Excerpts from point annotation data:
──────────

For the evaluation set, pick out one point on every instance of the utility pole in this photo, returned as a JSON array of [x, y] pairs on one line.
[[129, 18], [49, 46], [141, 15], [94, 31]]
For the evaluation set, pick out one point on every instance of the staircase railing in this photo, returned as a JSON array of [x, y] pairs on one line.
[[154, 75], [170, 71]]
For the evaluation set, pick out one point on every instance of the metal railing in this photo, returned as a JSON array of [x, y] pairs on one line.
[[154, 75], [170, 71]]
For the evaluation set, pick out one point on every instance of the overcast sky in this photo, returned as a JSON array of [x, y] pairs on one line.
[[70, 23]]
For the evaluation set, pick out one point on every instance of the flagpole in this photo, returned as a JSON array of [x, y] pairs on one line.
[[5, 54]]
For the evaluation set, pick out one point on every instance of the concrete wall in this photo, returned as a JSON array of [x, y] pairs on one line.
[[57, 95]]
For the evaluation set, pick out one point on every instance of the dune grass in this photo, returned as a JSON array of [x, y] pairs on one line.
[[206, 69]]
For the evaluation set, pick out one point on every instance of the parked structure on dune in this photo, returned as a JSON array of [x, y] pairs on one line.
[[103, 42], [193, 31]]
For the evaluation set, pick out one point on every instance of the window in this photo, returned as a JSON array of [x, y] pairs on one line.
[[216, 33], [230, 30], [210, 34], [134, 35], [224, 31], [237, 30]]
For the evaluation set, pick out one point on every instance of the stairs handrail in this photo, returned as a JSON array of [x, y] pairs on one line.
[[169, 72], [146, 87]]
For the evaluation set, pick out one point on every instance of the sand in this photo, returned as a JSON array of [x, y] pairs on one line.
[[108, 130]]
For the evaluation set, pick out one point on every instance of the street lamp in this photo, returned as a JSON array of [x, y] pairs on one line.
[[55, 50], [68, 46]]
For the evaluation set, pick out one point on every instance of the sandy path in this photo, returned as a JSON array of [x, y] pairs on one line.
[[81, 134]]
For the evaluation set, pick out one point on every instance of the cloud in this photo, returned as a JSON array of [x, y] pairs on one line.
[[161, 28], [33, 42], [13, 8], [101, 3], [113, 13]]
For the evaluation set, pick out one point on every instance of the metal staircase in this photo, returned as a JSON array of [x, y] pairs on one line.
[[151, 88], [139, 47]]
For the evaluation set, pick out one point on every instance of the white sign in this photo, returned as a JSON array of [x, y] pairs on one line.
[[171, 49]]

──────────

Aim of the exercise - Rewrite all of the lines above as a numbered list, omitting any blank lines.

Correct response -
1. For the evaluation set, pick out one point on every instance of the utility pole in this photo, returned as a JSON array of [x, y] pairs on one line.
2. [[129, 18], [49, 46], [141, 15], [94, 31]]
3. For the evaluation set, pick out one point on every instance of the staircase railing in this photo, returned as a JSON array of [x, y] pairs on one line.
4. [[154, 75], [170, 71]]
5. For the evaluation set, pick out one point on every instance of the metal railing in this photo, returned as a JSON array of [x, y] pairs on one line.
6. [[154, 75], [170, 71]]
7. For the evaluation set, pick out one point on every instance of the overcast sky in this photo, returned as a JSON array of [x, y] pairs on one line.
8. [[70, 23]]
9. For the evaluation set, pick out one point on every instance of the flagpole in this photo, returned as a JSON array of [x, y] pairs on one line.
10. [[5, 54]]
11. For the evaluation set, pick out one point on every instance of the concrete wall in this photo, returned as a JSON array of [x, y] pairs on one line.
12. [[57, 95]]
13. For the evaluation set, pick out one point on every instance of the dune grass in this photo, returned as a JSON array of [x, y] pairs on one line.
14. [[206, 69]]
15. For the evaluation set, pick out one point on every instance of the parked structure on dune in this photo, returned as a JSON array of [x, y] pairs on one line.
16. [[103, 42], [193, 31]]
17. For the evaluation set, pick out one point on every instance of the window in this photo, returned as a JSON array of [x, y] pairs on one line.
18. [[216, 33], [230, 30], [210, 34], [134, 35], [224, 31], [237, 30]]
19. For the evaluation set, pick out one point on every instance of the stairs handrail in this photo, returned as a JSON array of [x, y] pairs on one line.
20. [[169, 72], [146, 87]]
21. For the evaluation set, pick out one point on every instance of the sand in this photo, returned as a JSON array of [x, y] pairs on one line.
22. [[108, 130]]
23. For the evaluation set, pick out one point on every instance of the street lamp in this photo, returned as a JSON array of [x, y] pairs on one line.
24. [[55, 50], [68, 46]]
25. For the evaluation set, pick out one point on every instance of the sandy path in this photo, returned as a JSON array of [x, y] pairs on one line.
26. [[81, 134]]
27. For the evaluation set, pick out one point on every instance of the cloud in this photo, returned as a JSON array of [x, y] pairs on one line.
28. [[161, 28], [33, 42], [13, 8], [101, 3], [113, 13]]
29. For the evaluation set, pick out one point on every instance of the metal staircase in this photo, returned as a JSON array of [x, y] pairs on one line.
30. [[151, 88], [139, 47]]
31. For the evaluation set, pick out one point on every instance of the white sign in this photo, returned as a JSON array of [x, y] pairs on one line.
32. [[171, 49]]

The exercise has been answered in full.